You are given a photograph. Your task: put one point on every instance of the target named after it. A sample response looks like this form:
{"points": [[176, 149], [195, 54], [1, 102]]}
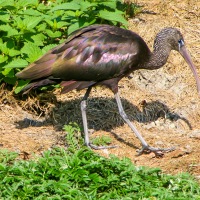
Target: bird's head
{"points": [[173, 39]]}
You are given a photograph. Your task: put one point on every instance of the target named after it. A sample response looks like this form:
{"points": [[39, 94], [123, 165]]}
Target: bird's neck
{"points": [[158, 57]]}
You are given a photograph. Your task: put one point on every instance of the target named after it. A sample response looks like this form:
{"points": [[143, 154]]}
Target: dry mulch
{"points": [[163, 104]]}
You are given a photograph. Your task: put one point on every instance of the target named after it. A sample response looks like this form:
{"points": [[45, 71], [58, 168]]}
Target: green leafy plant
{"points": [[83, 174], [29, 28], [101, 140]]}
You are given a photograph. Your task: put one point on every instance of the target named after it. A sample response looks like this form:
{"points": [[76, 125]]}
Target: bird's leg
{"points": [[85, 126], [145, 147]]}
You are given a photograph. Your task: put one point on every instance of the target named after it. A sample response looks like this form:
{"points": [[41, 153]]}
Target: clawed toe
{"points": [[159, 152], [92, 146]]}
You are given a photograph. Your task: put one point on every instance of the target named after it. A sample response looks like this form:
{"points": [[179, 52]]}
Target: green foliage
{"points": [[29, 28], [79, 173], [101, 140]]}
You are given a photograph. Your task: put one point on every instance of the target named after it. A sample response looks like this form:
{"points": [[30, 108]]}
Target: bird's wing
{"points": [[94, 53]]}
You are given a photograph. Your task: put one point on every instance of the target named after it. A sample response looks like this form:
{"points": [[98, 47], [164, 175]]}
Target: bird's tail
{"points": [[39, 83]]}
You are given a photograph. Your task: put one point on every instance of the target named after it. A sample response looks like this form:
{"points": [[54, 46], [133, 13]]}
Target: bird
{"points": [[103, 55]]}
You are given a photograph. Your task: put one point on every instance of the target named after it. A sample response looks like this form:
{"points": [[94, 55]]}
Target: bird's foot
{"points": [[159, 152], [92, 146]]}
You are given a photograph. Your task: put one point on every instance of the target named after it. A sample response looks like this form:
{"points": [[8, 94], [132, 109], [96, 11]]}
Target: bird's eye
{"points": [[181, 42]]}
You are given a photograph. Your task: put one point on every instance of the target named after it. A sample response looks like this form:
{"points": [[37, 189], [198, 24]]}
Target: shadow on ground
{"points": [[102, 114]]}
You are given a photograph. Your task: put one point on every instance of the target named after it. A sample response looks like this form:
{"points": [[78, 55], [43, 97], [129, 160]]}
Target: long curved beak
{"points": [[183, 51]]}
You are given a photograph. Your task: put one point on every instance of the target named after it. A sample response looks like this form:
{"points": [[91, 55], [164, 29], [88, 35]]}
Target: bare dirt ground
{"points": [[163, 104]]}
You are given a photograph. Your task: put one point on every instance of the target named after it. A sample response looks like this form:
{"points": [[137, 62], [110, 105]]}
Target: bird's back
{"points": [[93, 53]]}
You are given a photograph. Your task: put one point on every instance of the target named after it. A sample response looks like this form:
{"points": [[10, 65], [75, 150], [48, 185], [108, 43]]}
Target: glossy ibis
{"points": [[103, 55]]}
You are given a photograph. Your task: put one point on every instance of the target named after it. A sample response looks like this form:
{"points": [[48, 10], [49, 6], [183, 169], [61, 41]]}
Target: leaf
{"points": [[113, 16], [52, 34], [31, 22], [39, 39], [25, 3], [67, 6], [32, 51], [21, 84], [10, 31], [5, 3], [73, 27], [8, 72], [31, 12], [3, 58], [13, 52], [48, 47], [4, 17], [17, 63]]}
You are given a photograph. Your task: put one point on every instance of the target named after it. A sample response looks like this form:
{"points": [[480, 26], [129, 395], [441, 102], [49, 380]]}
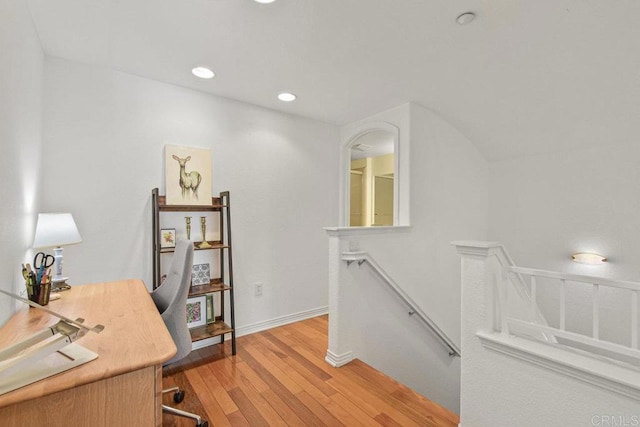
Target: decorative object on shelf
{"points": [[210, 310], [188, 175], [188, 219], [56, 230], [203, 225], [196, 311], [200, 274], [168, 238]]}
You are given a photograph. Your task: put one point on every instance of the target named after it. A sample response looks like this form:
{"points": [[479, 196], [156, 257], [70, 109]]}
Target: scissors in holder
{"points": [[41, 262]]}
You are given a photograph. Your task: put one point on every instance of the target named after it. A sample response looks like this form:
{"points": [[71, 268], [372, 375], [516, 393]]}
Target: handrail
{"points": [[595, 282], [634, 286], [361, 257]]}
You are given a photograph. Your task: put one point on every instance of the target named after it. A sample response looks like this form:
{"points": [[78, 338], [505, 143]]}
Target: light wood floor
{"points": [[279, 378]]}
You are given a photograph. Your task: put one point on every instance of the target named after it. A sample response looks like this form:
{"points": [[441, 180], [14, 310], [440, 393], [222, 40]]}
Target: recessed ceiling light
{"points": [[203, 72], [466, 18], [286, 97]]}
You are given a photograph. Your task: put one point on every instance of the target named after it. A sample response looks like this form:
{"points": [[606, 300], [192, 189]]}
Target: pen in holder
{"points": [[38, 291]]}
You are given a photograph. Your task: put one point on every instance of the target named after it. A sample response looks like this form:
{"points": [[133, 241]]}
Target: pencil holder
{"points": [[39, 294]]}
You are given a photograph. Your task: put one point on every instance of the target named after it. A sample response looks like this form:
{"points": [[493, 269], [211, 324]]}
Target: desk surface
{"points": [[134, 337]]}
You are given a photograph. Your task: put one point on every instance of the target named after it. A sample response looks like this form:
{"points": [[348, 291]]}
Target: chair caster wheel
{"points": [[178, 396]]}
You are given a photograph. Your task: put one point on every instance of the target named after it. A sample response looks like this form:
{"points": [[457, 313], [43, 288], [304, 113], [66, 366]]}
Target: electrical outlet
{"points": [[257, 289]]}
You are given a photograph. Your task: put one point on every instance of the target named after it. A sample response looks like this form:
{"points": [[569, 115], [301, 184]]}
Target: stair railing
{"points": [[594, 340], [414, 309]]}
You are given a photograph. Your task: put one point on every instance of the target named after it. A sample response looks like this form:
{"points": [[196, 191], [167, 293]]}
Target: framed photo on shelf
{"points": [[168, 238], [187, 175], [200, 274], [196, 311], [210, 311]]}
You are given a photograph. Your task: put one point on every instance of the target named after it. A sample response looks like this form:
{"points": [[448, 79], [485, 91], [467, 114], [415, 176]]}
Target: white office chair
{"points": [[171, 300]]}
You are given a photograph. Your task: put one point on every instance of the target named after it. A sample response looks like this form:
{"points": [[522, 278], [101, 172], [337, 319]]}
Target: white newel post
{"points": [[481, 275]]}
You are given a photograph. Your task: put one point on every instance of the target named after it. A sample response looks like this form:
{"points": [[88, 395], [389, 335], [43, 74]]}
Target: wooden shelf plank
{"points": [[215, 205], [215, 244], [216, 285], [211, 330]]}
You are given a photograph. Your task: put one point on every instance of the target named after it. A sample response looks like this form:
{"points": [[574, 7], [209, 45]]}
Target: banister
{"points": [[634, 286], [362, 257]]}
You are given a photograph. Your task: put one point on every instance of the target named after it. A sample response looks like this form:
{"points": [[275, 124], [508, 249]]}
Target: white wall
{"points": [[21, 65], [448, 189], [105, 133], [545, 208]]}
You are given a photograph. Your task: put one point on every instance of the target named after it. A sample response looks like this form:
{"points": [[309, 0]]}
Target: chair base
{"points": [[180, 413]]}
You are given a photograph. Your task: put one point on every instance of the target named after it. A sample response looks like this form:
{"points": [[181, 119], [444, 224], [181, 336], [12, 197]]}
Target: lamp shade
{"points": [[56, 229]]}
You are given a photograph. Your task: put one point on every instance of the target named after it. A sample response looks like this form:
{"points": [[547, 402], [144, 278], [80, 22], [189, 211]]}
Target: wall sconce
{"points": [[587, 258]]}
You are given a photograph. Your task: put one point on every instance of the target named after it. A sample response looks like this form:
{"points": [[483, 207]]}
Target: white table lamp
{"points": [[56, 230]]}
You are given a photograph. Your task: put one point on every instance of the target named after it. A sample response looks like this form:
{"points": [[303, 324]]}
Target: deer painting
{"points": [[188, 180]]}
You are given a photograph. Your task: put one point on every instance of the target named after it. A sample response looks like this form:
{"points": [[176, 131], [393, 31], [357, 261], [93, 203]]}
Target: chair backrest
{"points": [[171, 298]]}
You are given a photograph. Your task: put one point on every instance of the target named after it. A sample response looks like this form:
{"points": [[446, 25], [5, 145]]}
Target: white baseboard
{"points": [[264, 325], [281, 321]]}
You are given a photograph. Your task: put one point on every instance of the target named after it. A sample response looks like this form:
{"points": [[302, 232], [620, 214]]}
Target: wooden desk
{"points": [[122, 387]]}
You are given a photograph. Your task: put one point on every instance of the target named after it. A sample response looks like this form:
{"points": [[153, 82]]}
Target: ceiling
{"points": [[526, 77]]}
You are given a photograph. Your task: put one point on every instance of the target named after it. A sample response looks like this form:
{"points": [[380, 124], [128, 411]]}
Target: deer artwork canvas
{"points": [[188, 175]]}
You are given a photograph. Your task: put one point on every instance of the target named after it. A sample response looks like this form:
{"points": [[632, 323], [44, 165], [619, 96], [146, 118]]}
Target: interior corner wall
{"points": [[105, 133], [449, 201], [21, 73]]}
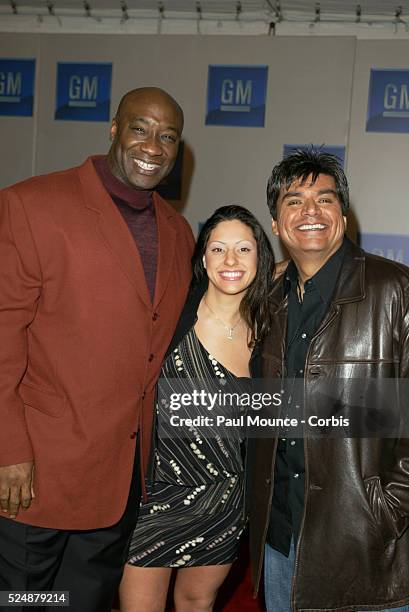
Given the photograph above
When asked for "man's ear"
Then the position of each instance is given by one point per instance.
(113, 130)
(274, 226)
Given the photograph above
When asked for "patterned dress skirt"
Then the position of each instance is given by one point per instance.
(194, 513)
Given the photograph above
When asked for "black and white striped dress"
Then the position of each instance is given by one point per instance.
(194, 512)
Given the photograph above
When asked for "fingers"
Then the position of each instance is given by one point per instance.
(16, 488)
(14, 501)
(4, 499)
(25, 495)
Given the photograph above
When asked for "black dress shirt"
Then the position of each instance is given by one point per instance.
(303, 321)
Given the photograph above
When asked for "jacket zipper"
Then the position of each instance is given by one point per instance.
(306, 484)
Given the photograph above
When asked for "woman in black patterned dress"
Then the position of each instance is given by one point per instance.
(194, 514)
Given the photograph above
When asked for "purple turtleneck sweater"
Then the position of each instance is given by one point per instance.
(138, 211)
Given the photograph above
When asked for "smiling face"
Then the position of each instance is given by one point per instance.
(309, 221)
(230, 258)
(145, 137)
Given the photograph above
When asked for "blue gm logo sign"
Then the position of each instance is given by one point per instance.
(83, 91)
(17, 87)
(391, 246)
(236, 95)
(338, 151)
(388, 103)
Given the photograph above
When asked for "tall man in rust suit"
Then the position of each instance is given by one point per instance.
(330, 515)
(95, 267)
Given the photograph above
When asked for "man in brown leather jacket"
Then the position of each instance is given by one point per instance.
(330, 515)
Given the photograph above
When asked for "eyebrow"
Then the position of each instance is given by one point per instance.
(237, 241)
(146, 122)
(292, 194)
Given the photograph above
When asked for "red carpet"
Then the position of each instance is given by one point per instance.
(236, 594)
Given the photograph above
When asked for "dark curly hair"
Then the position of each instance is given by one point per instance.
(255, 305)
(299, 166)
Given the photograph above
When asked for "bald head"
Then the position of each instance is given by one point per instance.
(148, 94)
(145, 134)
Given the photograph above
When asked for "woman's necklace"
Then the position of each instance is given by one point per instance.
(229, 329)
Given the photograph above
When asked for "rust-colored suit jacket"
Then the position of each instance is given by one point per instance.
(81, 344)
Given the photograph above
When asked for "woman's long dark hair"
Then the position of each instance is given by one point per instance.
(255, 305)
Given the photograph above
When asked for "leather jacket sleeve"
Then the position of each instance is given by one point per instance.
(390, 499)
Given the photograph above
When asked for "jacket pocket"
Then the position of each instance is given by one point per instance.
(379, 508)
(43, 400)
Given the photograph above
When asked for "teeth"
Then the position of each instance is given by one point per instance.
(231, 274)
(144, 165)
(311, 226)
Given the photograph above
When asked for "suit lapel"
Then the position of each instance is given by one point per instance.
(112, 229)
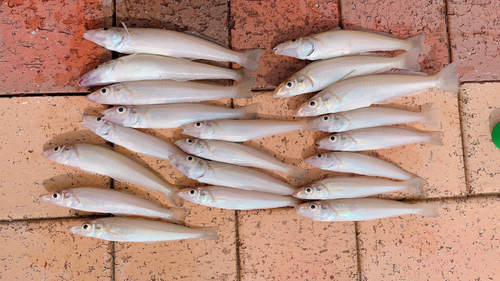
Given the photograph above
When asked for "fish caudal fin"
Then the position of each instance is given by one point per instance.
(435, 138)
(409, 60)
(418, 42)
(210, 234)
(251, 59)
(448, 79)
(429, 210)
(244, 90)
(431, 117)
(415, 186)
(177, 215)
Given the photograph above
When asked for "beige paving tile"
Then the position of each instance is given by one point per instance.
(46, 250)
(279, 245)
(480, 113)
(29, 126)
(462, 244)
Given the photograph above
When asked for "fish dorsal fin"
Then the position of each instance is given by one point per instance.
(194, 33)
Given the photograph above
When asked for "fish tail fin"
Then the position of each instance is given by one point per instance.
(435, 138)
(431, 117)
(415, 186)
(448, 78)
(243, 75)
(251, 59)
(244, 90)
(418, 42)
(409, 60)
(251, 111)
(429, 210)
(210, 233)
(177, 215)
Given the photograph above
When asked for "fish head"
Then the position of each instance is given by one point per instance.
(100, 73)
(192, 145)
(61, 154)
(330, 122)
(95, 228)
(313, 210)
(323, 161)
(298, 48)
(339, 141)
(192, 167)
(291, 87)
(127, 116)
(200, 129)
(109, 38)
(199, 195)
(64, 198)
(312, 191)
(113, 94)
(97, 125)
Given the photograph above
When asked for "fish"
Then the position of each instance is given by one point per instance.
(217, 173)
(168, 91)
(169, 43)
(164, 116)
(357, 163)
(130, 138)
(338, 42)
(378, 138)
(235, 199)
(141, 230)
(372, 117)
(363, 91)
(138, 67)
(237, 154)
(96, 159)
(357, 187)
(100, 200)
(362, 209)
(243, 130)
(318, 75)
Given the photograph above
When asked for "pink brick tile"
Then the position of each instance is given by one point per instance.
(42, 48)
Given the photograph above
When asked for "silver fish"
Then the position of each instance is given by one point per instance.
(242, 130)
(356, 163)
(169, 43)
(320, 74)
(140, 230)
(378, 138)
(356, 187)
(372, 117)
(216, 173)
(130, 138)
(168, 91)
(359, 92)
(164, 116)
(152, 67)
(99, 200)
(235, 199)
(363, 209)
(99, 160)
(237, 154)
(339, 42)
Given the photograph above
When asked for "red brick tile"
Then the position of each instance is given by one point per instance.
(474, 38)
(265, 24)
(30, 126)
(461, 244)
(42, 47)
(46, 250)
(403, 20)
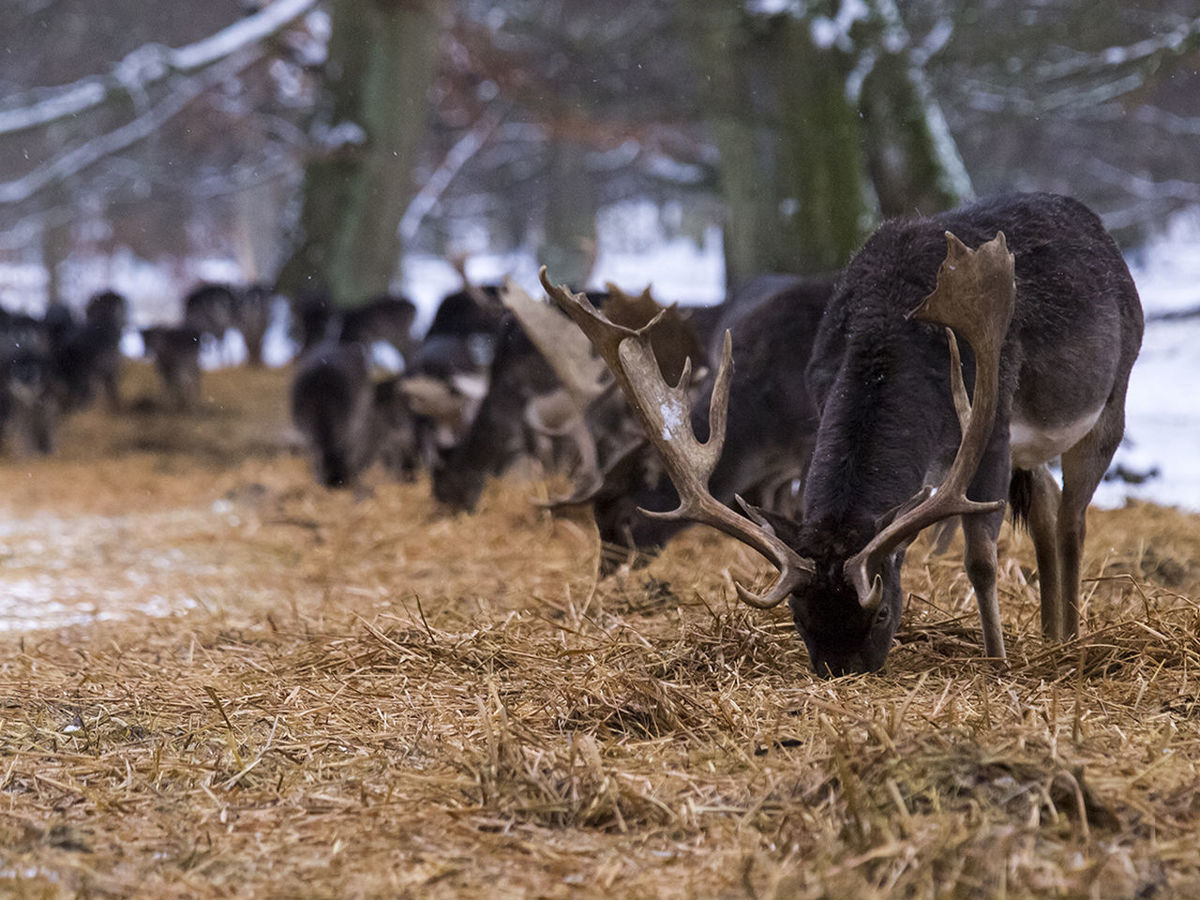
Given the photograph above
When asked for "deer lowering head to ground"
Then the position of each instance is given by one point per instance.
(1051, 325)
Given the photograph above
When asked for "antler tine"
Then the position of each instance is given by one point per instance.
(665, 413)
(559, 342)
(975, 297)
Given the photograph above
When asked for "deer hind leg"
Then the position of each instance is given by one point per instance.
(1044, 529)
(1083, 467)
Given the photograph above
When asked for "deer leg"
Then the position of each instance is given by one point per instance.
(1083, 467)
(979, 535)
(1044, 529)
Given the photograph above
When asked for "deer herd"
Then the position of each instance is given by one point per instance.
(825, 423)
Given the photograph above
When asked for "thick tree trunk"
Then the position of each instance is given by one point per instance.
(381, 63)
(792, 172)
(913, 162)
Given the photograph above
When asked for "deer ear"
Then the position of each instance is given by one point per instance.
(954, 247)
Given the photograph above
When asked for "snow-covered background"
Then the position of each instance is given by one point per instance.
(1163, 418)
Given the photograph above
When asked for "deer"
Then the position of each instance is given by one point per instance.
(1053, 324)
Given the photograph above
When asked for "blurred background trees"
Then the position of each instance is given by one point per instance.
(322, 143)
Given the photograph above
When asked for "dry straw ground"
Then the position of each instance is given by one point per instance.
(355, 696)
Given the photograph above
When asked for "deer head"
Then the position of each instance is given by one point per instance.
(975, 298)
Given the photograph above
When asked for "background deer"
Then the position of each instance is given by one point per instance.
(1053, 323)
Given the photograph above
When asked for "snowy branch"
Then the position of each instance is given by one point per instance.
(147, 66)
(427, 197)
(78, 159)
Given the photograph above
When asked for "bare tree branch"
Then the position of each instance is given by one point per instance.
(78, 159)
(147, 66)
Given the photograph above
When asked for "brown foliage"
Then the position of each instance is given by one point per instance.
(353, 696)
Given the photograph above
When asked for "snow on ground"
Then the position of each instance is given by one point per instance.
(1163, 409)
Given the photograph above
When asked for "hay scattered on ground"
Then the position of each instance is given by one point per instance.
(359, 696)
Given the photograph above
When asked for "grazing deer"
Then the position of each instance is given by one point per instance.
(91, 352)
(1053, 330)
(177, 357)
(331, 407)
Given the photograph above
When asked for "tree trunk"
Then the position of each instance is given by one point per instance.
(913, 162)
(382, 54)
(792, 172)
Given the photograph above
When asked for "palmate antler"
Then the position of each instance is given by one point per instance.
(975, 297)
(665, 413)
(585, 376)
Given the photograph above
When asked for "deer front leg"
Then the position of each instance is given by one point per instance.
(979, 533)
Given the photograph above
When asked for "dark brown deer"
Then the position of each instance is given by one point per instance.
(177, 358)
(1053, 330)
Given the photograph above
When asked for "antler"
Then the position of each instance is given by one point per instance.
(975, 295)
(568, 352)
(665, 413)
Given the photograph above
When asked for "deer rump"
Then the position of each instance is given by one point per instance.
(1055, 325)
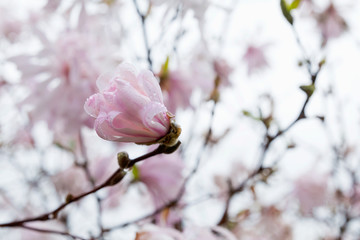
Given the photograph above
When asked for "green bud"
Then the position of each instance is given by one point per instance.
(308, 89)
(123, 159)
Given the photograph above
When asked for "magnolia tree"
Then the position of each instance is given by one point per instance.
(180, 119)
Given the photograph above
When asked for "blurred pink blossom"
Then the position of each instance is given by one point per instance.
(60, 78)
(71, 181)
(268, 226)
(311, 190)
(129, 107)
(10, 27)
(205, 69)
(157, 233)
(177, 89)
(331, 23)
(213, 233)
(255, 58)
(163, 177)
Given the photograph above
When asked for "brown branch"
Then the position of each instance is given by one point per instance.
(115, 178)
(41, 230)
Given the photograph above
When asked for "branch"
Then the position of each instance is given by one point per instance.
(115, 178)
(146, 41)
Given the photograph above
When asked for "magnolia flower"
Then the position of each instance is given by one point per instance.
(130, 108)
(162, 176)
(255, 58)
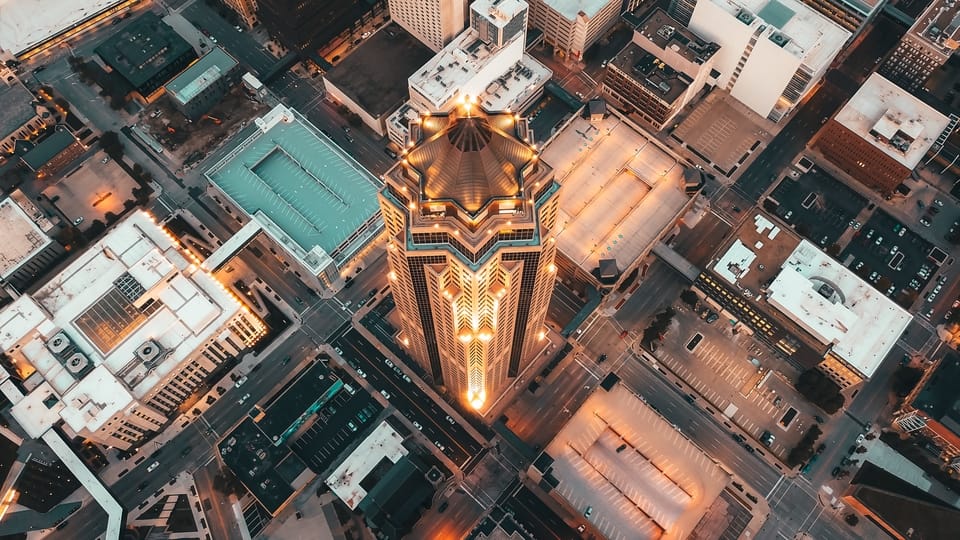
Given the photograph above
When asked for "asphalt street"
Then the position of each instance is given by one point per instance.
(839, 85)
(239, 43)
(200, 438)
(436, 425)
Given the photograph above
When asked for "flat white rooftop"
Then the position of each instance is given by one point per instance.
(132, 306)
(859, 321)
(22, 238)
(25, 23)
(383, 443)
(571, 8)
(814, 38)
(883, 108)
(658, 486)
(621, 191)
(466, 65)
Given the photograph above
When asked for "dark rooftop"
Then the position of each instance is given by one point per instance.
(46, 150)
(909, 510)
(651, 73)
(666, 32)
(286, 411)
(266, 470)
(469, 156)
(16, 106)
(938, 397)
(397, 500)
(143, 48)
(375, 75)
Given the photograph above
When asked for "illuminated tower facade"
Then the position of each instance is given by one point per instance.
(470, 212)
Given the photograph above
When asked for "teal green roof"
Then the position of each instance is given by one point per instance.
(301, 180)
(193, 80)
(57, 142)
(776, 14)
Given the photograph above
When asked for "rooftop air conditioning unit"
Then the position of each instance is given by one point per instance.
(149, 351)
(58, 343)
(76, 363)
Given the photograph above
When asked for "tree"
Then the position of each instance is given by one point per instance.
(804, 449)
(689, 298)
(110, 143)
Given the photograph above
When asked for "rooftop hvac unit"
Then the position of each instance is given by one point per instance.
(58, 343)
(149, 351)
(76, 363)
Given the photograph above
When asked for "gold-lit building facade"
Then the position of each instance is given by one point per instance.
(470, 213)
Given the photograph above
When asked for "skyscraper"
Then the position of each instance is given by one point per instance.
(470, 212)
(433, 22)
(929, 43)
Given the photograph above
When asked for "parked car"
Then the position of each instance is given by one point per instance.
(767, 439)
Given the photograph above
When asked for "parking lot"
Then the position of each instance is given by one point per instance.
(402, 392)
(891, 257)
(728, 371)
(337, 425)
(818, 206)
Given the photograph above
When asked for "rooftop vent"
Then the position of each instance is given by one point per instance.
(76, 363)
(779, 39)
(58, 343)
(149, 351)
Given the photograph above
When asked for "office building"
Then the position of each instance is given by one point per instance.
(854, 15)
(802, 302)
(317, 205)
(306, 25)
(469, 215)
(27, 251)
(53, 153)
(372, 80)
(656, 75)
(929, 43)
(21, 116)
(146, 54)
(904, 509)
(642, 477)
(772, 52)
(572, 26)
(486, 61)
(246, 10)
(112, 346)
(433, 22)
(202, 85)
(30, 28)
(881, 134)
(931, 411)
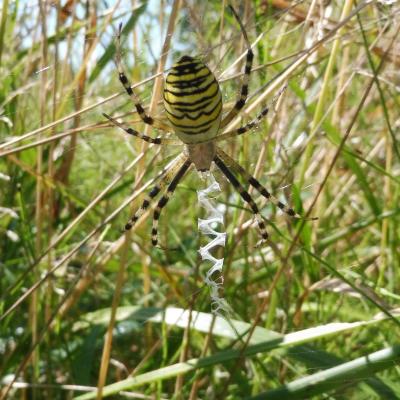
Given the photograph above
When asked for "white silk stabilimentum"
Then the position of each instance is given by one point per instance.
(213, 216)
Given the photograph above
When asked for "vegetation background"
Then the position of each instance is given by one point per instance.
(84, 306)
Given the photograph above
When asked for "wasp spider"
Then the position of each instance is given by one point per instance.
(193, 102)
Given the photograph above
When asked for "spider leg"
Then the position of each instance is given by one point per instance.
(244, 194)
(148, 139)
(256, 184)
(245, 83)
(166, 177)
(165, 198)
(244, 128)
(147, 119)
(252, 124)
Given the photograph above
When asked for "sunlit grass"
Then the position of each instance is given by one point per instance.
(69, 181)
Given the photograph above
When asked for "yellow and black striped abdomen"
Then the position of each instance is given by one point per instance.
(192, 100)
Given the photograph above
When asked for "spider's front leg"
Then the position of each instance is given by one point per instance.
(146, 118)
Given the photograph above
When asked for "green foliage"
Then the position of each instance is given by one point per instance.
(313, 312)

===

[EXERCISE REQUIREMENTS] Each line of the entries that contains the word "spider" should be listed.

[RESULT]
When asked for "wasp spider"
When asked for "spider leg"
When asked for "spider's front leg"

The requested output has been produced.